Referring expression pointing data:
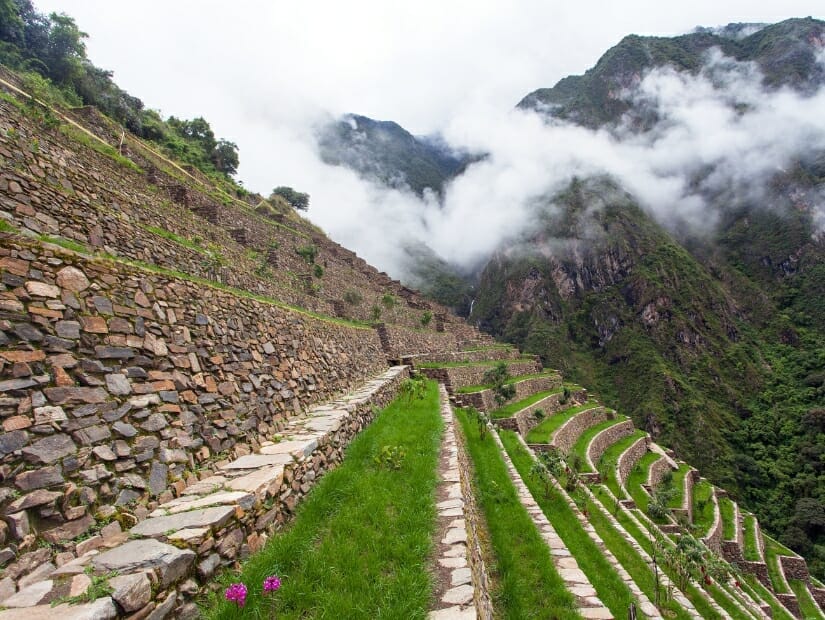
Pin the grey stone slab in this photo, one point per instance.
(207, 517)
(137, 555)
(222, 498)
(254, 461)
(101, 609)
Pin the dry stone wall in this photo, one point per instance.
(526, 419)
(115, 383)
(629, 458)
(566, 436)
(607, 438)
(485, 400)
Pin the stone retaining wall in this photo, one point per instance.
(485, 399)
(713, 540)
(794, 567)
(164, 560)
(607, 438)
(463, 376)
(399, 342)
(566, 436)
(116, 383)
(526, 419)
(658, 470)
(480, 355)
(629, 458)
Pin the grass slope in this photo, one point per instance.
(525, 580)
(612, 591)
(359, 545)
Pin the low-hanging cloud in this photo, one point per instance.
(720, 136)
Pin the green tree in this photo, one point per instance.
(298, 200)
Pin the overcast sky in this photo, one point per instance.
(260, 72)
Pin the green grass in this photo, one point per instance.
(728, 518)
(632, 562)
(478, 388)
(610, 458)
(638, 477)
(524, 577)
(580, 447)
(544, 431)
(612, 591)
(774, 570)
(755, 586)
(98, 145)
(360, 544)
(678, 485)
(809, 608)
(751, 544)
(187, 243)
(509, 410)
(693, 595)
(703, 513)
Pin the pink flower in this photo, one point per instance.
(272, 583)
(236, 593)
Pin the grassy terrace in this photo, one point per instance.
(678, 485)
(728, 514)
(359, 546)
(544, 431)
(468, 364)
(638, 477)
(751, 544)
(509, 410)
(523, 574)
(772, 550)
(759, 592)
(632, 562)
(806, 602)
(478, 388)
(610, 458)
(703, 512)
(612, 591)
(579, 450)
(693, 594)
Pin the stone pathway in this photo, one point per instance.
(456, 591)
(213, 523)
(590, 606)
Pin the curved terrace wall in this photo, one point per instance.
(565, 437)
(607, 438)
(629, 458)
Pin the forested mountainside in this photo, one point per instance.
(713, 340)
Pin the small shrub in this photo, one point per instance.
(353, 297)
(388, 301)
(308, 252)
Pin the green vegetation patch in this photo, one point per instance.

TASK ITEM:
Restate the data word for word, minus any images.

COMPLETED EXERCISE:
Pin the grey stone slab in this photo, one point per instance.
(207, 517)
(137, 555)
(222, 498)
(254, 461)
(101, 609)
Pin the dry stone wall in this photo, one point per instance.
(526, 419)
(115, 383)
(629, 458)
(566, 436)
(607, 438)
(485, 400)
Pin the stone retaining wall in this photo, one point per instance.
(485, 399)
(713, 540)
(794, 567)
(164, 560)
(607, 438)
(463, 376)
(399, 342)
(566, 436)
(116, 383)
(526, 419)
(658, 470)
(480, 355)
(629, 458)
Pin the grass slope in this photo, one point per instance.
(525, 580)
(612, 591)
(359, 545)
Pin the low-hanging cloud in this photo, one point per instance.
(720, 136)
Pin the green tree in this photo, one point per instance.
(298, 200)
Pin the overcast sky in this photo, one point per instance.
(260, 72)
Pin the green grass in this photo, one point per instance.
(728, 518)
(632, 562)
(478, 388)
(610, 458)
(638, 477)
(524, 577)
(580, 447)
(544, 431)
(612, 591)
(774, 570)
(755, 586)
(98, 145)
(360, 544)
(678, 485)
(809, 608)
(751, 544)
(187, 243)
(509, 410)
(693, 595)
(703, 513)
Pin the pink flower in this photo, one point per instance.
(272, 583)
(236, 593)
Pin the grassy terrace in this photo, one point per instance.
(678, 485)
(728, 514)
(359, 546)
(544, 431)
(468, 364)
(638, 477)
(751, 544)
(509, 410)
(523, 574)
(772, 550)
(759, 592)
(632, 562)
(806, 602)
(478, 388)
(610, 458)
(703, 512)
(612, 591)
(579, 450)
(693, 594)
Pin the stone pathway in this photo, one point per instance.
(456, 591)
(213, 523)
(590, 606)
Pin the curved terrace wall in this photo, one point per instance.
(565, 437)
(607, 438)
(629, 458)
Pin the forested mountainside in this photo, one point per instance.
(713, 340)
Pin the small shrub in this photo, one point per instance.
(353, 297)
(388, 301)
(308, 252)
Pin the green vegetation patch in this photo, one point per instance.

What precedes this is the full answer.